◆ Data for this task ◆
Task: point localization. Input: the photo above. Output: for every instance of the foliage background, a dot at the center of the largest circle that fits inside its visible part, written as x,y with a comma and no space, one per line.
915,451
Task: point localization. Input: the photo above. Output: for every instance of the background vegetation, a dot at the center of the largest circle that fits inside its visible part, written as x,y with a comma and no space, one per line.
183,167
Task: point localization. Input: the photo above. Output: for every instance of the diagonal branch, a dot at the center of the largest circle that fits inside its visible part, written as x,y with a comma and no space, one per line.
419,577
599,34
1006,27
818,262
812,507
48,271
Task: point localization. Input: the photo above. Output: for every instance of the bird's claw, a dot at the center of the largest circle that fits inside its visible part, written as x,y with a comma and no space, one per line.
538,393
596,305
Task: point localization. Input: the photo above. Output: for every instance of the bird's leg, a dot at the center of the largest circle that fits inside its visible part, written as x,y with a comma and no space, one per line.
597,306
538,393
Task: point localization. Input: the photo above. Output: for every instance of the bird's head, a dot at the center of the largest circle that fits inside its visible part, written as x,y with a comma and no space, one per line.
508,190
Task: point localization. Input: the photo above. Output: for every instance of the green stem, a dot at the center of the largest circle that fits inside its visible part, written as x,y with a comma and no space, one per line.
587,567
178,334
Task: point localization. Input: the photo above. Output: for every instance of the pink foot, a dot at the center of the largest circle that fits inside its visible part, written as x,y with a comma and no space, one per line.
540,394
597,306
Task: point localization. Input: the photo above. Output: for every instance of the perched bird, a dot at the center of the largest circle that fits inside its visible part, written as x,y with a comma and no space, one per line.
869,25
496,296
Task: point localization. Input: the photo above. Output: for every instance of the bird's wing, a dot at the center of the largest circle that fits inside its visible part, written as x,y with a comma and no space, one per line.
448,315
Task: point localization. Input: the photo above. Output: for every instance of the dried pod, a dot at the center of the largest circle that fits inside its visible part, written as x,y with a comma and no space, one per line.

◆ Required task ◆
Shift every coordinate in the answers up by 10 and write out again all rows from the line containing "bird's wing, a" through the end of the rows, keeping the requests.

◆ Response for this exercise ◆
Task: point localization. Input: the photo above. Output: for every instance of the bird's wing, a dot at the center of the largest circle that fits inside its visible part, written as x,y with a comma and no space, one per line.
458,325
Task: point localization. Input: the photo above. Output: for every instance of the dried pod, a dot at the center of the largest circle that fits inside its visible part, written as x,y with a comma and no space, one per line.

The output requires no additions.